Set task> Collect each line from the rows below that contains the word "Query" and copy it whole. Case matters.

Data excerpts>
+===+

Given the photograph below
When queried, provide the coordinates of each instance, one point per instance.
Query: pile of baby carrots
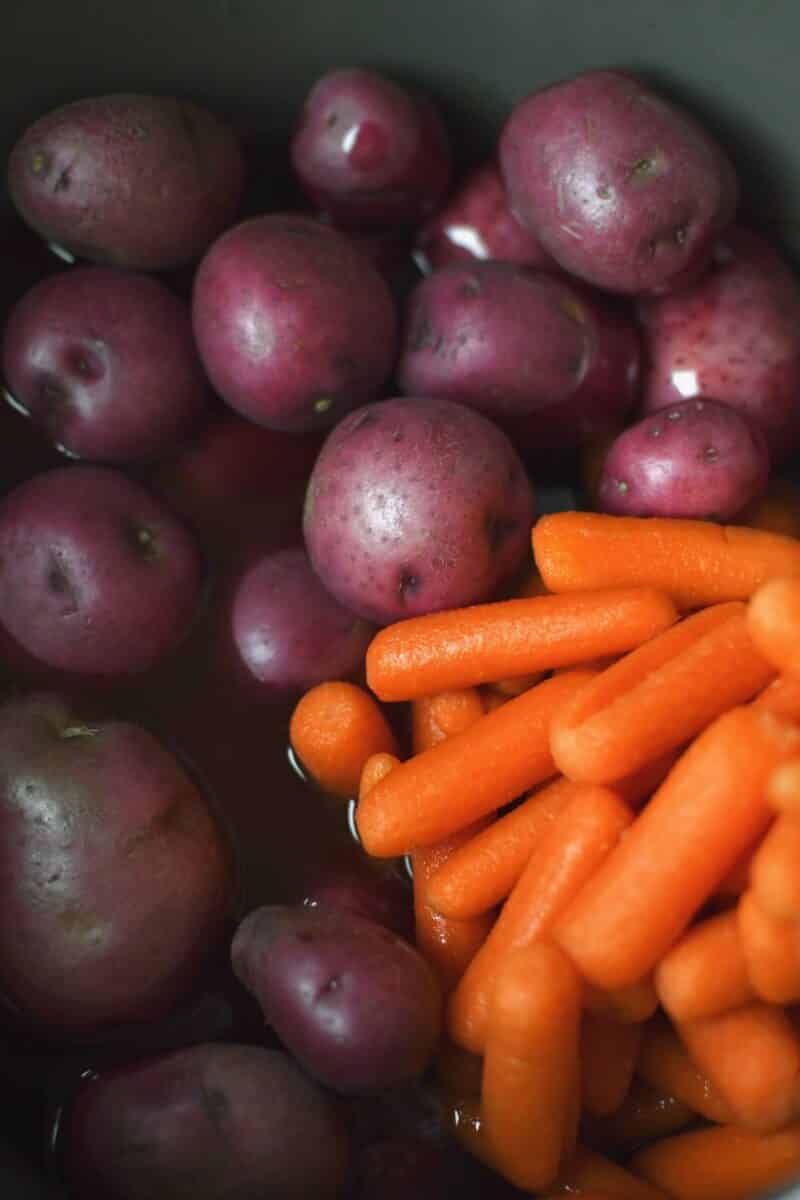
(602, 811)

+===+

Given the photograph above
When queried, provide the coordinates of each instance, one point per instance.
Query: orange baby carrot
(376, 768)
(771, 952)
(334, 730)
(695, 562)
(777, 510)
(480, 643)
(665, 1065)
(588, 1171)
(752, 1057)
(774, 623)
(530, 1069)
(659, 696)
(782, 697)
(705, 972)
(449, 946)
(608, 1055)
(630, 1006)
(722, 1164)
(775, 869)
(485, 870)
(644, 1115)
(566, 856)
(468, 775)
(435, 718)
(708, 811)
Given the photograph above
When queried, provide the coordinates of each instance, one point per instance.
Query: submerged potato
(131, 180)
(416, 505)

+===+

Response to the exercise>
Query: pile of baby carrots
Query: orange baby carrot
Query: submerged potato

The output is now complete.